◆ **EXTRACT PROVIDED**
□ □ □ □ □ □ □
Humans have a venerable tradition of automating warfare. Land mines are a kind of robot, though a very dumb one. Heat-seeking missiles are smarter, albeit not by a lot. “There’s a continuum,” Russell says, and we’re further along it than we realize. “If you wanted to produce something very effective, pretty reliable, and if it became a military priority—in 18 months you could mass-produce some kind of intelligent weapon.” Indeed autonomous killing machines already exist: The Super aEgis II, a South Korean-made weapons platform, can recognize humans and target them. (It will request permission from a living operator before making a shot with its .50 caliber gun, but that’s more a courtesy than a requirement.)

Russell writes that “autonomous weapons will become the Kalashnikovs of tomorrow”—cheap and abundant. And that shifts the rules of war. “AI weapons could change the scale in which small groups of people can affect the rest of the world,” he says. “They can do the damage of nuclear weapons with less money and infrastructure.”
□ □ □ □ □ □ □
◆ **AIM OF THE EXERCISE**
Rewrite the passage on automated warfare from "Humans have a" up to and including "than a requirement.)", substituting "Naval mines" for "Land mines".

◆ **DATA**
□ □ □ □ □ □ □
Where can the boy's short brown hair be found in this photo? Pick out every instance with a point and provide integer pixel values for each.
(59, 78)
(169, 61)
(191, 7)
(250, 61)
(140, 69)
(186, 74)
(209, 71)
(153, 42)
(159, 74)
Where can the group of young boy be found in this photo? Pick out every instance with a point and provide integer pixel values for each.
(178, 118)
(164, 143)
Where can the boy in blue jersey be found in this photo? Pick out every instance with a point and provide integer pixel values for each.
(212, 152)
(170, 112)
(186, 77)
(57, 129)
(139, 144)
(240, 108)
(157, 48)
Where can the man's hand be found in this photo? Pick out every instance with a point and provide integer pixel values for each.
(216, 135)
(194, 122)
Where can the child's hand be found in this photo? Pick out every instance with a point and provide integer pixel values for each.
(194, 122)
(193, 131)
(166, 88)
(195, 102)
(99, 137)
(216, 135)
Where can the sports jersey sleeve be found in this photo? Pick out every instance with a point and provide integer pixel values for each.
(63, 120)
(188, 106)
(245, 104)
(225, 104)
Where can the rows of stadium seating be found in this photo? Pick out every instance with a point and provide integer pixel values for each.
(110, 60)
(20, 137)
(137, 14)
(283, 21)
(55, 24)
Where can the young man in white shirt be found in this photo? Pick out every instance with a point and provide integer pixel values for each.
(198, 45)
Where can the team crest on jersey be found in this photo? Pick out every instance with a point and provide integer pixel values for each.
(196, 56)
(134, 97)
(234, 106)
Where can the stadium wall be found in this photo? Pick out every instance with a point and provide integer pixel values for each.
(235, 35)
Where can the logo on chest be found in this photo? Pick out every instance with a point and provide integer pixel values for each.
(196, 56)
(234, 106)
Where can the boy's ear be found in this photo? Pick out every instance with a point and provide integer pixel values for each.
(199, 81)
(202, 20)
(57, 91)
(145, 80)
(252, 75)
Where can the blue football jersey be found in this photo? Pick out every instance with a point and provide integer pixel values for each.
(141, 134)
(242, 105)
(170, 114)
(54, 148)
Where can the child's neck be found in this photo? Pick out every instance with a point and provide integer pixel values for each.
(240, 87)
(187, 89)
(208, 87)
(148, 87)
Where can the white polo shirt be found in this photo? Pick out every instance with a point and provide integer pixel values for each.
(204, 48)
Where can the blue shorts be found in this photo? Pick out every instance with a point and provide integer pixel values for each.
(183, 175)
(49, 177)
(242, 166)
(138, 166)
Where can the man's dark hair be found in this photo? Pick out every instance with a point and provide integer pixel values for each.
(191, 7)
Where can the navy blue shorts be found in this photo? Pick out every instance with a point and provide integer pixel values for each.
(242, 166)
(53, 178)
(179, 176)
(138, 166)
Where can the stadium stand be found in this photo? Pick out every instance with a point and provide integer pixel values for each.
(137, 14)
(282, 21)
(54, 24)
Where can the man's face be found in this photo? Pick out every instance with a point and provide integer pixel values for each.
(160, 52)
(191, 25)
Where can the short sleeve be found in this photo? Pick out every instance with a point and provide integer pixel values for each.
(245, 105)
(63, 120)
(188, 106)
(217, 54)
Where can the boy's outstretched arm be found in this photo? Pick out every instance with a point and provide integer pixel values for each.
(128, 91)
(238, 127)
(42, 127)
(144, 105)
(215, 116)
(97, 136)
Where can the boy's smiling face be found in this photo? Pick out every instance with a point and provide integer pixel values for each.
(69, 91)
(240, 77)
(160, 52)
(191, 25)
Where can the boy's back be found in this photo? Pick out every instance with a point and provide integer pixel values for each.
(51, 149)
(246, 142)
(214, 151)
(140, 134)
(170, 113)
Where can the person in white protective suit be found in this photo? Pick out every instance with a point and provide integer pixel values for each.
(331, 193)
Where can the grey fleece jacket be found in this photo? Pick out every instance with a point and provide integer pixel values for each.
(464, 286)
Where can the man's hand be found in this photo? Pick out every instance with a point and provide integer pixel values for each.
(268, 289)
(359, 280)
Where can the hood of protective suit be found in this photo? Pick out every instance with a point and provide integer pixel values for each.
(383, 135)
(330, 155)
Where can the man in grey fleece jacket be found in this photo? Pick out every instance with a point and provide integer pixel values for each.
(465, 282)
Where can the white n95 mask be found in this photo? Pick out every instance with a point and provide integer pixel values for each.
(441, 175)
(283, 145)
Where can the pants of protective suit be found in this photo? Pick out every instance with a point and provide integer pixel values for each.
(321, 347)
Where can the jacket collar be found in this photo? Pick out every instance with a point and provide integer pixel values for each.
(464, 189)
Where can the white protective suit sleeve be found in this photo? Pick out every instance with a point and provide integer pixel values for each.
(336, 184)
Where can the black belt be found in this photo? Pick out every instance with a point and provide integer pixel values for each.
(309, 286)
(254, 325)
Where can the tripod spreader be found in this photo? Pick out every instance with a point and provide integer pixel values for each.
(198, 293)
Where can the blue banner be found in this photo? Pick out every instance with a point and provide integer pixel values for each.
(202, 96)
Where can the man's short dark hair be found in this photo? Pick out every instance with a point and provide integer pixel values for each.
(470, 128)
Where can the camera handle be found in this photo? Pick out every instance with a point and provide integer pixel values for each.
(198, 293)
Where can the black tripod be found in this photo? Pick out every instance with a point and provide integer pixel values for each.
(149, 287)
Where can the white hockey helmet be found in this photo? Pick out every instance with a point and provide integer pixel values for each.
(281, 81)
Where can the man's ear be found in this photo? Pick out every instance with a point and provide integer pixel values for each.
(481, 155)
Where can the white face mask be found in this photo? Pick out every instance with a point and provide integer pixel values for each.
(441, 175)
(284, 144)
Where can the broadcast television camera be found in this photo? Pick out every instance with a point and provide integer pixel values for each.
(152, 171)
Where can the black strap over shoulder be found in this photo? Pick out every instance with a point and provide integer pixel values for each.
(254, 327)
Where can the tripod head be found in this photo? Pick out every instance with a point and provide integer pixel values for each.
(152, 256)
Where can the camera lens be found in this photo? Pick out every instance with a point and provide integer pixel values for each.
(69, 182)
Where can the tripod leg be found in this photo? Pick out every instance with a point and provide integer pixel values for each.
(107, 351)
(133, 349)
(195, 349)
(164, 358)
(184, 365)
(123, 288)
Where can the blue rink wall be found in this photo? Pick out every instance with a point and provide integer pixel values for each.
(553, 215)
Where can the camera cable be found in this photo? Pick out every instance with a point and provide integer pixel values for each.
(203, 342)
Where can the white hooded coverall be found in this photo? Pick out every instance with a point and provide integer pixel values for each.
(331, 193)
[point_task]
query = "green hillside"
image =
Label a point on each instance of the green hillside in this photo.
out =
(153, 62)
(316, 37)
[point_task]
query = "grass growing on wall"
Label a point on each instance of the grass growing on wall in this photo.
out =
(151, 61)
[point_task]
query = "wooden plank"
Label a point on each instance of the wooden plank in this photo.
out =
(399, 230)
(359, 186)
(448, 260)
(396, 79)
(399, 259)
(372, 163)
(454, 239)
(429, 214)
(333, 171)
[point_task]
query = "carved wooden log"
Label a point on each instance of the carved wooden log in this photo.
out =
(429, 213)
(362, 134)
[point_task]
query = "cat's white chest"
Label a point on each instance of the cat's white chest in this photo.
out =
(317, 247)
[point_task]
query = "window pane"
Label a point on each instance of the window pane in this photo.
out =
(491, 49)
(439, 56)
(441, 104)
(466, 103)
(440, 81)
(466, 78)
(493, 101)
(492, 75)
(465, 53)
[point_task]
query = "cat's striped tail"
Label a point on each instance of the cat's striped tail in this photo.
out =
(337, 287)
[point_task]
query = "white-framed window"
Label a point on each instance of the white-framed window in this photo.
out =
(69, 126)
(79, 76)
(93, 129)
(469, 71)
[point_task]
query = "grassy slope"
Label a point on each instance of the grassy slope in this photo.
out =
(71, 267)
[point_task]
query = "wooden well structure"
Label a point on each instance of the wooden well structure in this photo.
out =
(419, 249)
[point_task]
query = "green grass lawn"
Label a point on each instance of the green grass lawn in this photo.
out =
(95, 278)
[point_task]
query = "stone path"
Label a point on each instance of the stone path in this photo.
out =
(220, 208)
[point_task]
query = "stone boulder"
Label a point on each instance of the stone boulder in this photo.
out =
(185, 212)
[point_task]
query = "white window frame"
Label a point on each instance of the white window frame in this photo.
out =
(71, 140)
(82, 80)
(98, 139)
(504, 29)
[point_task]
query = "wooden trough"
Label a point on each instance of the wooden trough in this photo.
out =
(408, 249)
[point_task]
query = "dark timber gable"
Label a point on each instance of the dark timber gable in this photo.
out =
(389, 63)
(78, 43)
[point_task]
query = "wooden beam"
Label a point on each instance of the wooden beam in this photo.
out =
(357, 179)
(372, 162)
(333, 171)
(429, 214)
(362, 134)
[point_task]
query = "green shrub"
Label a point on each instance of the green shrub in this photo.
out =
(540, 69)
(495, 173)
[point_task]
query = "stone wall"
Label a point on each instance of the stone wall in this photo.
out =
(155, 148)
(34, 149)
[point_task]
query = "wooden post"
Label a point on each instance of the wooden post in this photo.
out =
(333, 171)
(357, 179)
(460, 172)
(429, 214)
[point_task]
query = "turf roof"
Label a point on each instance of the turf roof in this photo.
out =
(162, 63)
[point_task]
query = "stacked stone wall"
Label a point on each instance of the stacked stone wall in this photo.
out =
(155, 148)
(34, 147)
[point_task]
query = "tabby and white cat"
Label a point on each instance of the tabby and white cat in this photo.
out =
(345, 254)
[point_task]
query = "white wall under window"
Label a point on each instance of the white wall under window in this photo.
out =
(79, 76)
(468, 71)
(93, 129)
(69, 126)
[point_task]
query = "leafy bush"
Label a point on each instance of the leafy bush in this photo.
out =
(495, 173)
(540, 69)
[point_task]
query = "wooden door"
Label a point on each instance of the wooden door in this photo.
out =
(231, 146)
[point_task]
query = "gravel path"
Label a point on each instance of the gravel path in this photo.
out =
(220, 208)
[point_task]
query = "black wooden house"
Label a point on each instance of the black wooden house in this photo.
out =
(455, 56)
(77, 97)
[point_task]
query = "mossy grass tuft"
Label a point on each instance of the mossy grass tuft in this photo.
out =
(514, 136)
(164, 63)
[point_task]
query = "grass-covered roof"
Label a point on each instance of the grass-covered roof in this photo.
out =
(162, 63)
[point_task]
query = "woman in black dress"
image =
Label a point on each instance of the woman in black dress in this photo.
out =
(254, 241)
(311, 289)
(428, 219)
□ □ □ □ □ □ □
◆ **OUTPUT OF THE EXERCISE**
Humans have a venerable tradition of automating warfare. Naval mines are a kind of robot, though a very dumb one. Heat-seeking missiles are smarter, albeit not by a lot. “There’s a continuum,” Russell says, and we’re further along it than we realize. “If you wanted to produce something very effective, pretty reliable, and if it became a military priority—in 18 months you could mass-produce some kind of intelligent weapon.” Indeed autonomous killing machines already exist: The Super aEgis II, a South Korean-made weapons platform, can recognize humans and target them. (It will request permission from a living operator before making a shot with its .50 caliber gun, but that’s more a courtesy than a requirement.)